TASK DESCRIPTION: Starting with the first line, transcribe the material exactly through to the last.
RECORDS PROVIDED section start
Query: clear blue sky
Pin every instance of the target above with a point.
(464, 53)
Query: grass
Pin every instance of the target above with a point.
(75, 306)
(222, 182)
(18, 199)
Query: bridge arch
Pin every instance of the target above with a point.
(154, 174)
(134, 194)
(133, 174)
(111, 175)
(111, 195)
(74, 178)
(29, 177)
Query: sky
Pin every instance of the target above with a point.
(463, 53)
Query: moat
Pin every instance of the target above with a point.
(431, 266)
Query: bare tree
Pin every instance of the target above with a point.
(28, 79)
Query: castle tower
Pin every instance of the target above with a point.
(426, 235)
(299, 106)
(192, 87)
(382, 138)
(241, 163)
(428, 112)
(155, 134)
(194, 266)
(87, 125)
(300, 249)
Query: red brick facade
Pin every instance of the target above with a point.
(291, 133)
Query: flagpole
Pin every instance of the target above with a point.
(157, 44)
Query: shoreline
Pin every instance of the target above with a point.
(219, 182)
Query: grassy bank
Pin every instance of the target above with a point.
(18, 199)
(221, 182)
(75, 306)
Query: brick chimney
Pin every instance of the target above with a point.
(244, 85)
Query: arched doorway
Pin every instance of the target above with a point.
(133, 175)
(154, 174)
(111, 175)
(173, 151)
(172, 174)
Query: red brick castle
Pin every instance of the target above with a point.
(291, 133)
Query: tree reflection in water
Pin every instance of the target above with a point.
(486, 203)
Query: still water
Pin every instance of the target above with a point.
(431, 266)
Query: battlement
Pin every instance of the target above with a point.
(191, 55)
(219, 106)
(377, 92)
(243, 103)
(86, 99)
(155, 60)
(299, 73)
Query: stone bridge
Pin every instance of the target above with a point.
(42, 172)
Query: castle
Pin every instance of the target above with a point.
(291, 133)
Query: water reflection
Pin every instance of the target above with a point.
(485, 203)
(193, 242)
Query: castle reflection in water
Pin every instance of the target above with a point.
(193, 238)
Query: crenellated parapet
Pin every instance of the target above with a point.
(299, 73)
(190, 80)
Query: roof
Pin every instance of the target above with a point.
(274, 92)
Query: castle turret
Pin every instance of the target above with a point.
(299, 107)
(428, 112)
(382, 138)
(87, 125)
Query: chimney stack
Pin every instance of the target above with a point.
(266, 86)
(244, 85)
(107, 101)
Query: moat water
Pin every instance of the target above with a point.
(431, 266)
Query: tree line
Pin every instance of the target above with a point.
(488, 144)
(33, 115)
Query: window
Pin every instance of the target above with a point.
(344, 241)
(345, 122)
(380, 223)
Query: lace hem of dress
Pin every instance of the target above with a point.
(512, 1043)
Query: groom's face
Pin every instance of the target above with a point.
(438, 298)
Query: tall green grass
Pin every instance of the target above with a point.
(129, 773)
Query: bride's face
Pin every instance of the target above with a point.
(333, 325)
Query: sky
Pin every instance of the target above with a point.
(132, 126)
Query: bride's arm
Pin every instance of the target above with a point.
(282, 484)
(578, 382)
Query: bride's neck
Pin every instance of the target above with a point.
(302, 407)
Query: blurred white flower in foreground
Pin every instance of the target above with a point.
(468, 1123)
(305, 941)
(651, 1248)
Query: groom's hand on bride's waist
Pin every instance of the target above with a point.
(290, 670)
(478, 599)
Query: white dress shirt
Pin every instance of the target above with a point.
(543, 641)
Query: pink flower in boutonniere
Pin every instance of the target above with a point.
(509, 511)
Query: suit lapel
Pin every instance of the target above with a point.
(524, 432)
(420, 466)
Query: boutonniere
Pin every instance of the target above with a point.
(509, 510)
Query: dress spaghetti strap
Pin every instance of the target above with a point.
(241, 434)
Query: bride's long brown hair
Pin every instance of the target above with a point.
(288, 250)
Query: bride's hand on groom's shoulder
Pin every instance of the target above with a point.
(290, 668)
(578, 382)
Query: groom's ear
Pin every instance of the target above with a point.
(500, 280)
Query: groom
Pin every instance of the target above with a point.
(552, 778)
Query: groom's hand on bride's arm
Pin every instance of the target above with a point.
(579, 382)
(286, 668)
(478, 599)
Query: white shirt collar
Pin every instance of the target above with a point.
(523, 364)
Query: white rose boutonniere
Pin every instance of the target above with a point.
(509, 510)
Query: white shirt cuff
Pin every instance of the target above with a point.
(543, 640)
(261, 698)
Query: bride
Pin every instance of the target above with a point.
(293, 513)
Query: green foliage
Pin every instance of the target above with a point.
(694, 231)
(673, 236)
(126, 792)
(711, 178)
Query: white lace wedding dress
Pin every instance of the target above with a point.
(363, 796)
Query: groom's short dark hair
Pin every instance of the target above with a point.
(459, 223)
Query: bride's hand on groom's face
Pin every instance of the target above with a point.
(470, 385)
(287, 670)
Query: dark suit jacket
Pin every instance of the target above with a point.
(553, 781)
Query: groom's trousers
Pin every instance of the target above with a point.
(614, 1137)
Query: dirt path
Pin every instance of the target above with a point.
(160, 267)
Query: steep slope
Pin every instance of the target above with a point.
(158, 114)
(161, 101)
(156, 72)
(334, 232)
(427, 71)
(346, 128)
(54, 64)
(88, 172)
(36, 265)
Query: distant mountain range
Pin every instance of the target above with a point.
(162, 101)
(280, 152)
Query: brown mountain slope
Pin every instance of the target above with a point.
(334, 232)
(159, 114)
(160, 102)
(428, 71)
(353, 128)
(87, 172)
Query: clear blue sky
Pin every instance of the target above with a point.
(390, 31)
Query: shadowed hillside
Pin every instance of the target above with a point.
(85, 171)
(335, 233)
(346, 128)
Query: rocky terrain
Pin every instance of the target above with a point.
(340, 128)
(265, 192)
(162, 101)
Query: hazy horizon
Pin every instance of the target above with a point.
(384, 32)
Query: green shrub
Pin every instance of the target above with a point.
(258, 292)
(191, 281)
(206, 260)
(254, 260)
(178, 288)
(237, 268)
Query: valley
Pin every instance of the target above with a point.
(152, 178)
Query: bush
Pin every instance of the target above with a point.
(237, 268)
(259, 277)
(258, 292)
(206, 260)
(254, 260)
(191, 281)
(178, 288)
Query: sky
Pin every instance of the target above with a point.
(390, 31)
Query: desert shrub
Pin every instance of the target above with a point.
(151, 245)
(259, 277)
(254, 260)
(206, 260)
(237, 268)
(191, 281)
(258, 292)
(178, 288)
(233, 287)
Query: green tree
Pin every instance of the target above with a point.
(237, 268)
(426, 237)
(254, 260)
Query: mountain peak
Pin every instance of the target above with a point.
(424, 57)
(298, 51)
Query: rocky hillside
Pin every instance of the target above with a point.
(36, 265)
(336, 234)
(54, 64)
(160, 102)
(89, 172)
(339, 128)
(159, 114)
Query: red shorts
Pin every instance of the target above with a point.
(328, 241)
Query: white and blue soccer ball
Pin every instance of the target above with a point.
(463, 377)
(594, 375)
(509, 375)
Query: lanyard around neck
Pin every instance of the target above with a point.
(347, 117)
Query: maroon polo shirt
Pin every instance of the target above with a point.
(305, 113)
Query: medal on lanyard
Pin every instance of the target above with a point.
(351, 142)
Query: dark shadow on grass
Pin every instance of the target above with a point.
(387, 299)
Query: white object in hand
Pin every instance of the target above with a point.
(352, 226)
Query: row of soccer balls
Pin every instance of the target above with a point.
RECORDS PROVIDED section end
EXPECTED OUTPUT:
Query: clear blue sky
Pin every instance of the target above with a point.
(464, 53)
Query: grass
Pin every instance of the target above with a point.
(75, 306)
(222, 182)
(18, 199)
Query: bridge arch
Pin every instance of the target above with a point.
(154, 174)
(134, 194)
(133, 174)
(111, 175)
(111, 195)
(74, 178)
(29, 177)
Query: sky
Pin every instance of the target above with a point.
(463, 53)
Query: moat
Pin every instance of the target above with a point.
(431, 266)
Query: bare tree
Pin every instance of the target above with a point.
(28, 79)
Query: castle tower
Pin every instance of the target above with a point.
(426, 235)
(299, 106)
(192, 87)
(382, 138)
(241, 163)
(428, 112)
(155, 134)
(194, 266)
(87, 125)
(300, 249)
Query: red brick facade
Pin every instance of the target above with a point.
(291, 133)
Query: flagpole
Pin every instance of the target above with a point.
(157, 44)
Query: shoreline
Pin every instance of the target above with a point.
(219, 182)
Query: grassy bank
Pin every instance of the target above with a point.
(18, 199)
(221, 182)
(75, 306)
Query: brick chimney
Pin every instance of the target above with a point.
(244, 85)
Query: arched doorway
Pin every instance of the target above with a point.
(133, 175)
(154, 174)
(111, 175)
(173, 151)
(172, 174)
Query: red brick castle
Pin every instance of the target above with a point.
(291, 133)
Query: tree reflection in water
Pin every instance of the target above with a point.
(486, 203)
Query: still water
Pin every instance of the target above with a point.
(431, 266)
Query: battlement
Pin every instance of the target above with a point.
(191, 55)
(219, 106)
(377, 92)
(243, 103)
(86, 99)
(155, 60)
(299, 73)
Query: stone bridge
Pin every instance of the target above with a point.
(42, 172)
Query: castle
Pin every instance of the target above with a point.
(291, 133)
Query: water reflection
Pin every instance of the target above with a point.
(485, 203)
(193, 242)
Query: castle reflection in water
Pin every instance of the target above with a point.
(193, 238)
Query: crenellated parapet
Pin every instance of the target above with a point.
(299, 73)
(190, 80)
Query: roof
Pin every instance of the target above with a point.
(274, 92)
Query: castle turret
Pin every instance of the target above with a point.
(299, 107)
(428, 112)
(382, 138)
(87, 125)
Query: chimney stack
Pin every instance of the target above with a point.
(266, 86)
(244, 85)
(107, 101)
Query: moat water
Pin every instance of the target above with a point.
(431, 266)
Query: tree line
Pin every instance of the target above with a point.
(488, 144)
(33, 115)
Query: window
Pin every instance of the target above with a point.
(344, 241)
(345, 122)
(380, 223)
Query: lace hem of dress
Pin every instance of the target above with a point.
(512, 1043)
Query: groom's face
Pin every instance of the target above with a point.
(438, 298)
Query: tall green grass
Pin every instance of the target above with a point.
(129, 773)
Query: bride's face
Pin every instance of the target above with a point.
(333, 325)
Query: sky
Pin every instance of the target above with a point.
(132, 126)
Query: bride's arm
Pin every instance of the target above with a point.
(282, 484)
(578, 382)
Query: bride's neck
Pin every instance of the target above with a point.
(302, 407)
Query: blurred white flower in foreground
Pin every instance of the target above with a point.
(468, 1123)
(305, 941)
(651, 1248)
Query: groom's hand on bride's waist
Pin every instance of the target above with a point.
(290, 670)
(478, 599)
Query: white dress shirt
Pin every instance of the target above with a point.
(543, 641)
Query: pink flower in boutonniere
Pin every instance of the target above with a point.
(509, 511)
Query: suit lapel
Pin every instance of the target above with a point.
(524, 432)
(420, 466)
Query: boutonniere
Pin every instance of the target above with a point.
(509, 510)
Query: dress spaghetti strap
Pin every instance of the target above with a point.
(241, 434)
Query: bride's long brown hair
Pin every instance of the target above with a point.
(288, 250)
Query: bride's hand on groom's shoulder
Pin every instance of the target above with a point.
(290, 668)
(578, 382)
Query: groom's ear
Pin every instance of the target above with a point.
(500, 280)
Query: groom
Pin every instance of the target above with a point.
(552, 778)
Query: groom's hand on bride's arm
Pin every instance of the target above with a point.
(579, 382)
(286, 668)
(478, 599)
Query: white shirt collar
Pin every instance of the target above with a point.
(523, 364)
Query: white rose boutonniere
Pin every instance of the target above with a point.
(509, 510)
Query: white shirt cuff
Pin every instance of the target above with a point.
(543, 640)
(261, 698)
Query: bride
Pin every instance of the target above with a point.
(293, 513)
Query: green foliage
Pin every instance of the target above with a point.
(694, 231)
(673, 236)
(126, 792)
(711, 178)
Query: white lace wedding dress
Pin every instance of the target above with a point.
(363, 796)
Query: groom's short dark hair
Pin every instance of the target above with a point.
(459, 223)
Query: bride's hand on groom's face
Pin every instance of the target above with a point.
(470, 385)
(287, 670)
Query: dark suit jacket
Pin every instance of the target above with a point.
(553, 781)
Query: groom's trousers
Pin every instance of the target above with a point.
(614, 1137)
Query: dirt path
Pin every instance of the target above with a point.
(160, 267)
Query: steep slope
Pin every instance of the target above with a point.
(158, 114)
(161, 101)
(156, 72)
(334, 232)
(427, 71)
(346, 128)
(54, 64)
(88, 172)
(36, 265)
Query: distant mountain range
Pin every instance of the target above with a point.
(162, 101)
(280, 152)
Query: brown mountain slope
Pin every instance of the target above with a point.
(334, 232)
(159, 114)
(160, 102)
(428, 71)
(353, 128)
(87, 172)
Query: clear blue sky
Pin every instance of the target above with a point.
(390, 31)
Query: shadowed hillside
Pin every instance of the target above with a point.
(85, 171)
(335, 233)
(346, 128)
Query: rocky terrain
Pin every instance of the target above with a point.
(340, 128)
(265, 192)
(162, 101)
Query: hazy horizon
Pin every instance of the target above with a point.
(384, 32)
Query: green shrub
Pin every instance of the target above with a point.
(258, 292)
(191, 281)
(206, 260)
(254, 260)
(178, 288)
(237, 268)
Query: valley
Pin every instance of the target above with a point.
(152, 178)
Query: bush
Pin every instance of the target above with a point.
(237, 268)
(259, 277)
(258, 292)
(206, 260)
(254, 260)
(191, 281)
(178, 288)
Query: sky
Pin every instance of the target above with a point.
(390, 31)
Query: desert shrub
Pin every instance of the target above with a point.
(151, 245)
(259, 277)
(254, 260)
(206, 260)
(237, 268)
(191, 281)
(258, 292)
(178, 288)
(233, 287)
Query: green tree
Pin every instance of the target above with a point.
(237, 268)
(426, 237)
(254, 260)
Query: mountain peak
Pin every instance of the target above with a point.
(424, 57)
(298, 51)
Query: rocky hillside
Pin every instance of the target above with a point.
(36, 265)
(336, 234)
(54, 64)
(160, 102)
(89, 172)
(339, 128)
(159, 114)
Query: red shorts
Pin every instance of the target above with a point.
(328, 241)
Query: white and blue soccer ball
Pin every instance of the target above with a point.
(463, 377)
(594, 375)
(509, 375)
Query: lanyard around neck
Pin every instance of the target above with a point.
(347, 117)
Query: maroon polo shirt
Pin every instance of the target above with a point.
(305, 113)
Query: medal on lanyard
Pin every instance of the target above with a point.
(351, 142)
Query: dark shadow on grass
Pin every instance of the target above with a point.
(387, 299)
Query: white object in hand
Pin every instance of the target above with a point.
(352, 226)
Query: row of soccer balls
Pin every instance of the target above with a point.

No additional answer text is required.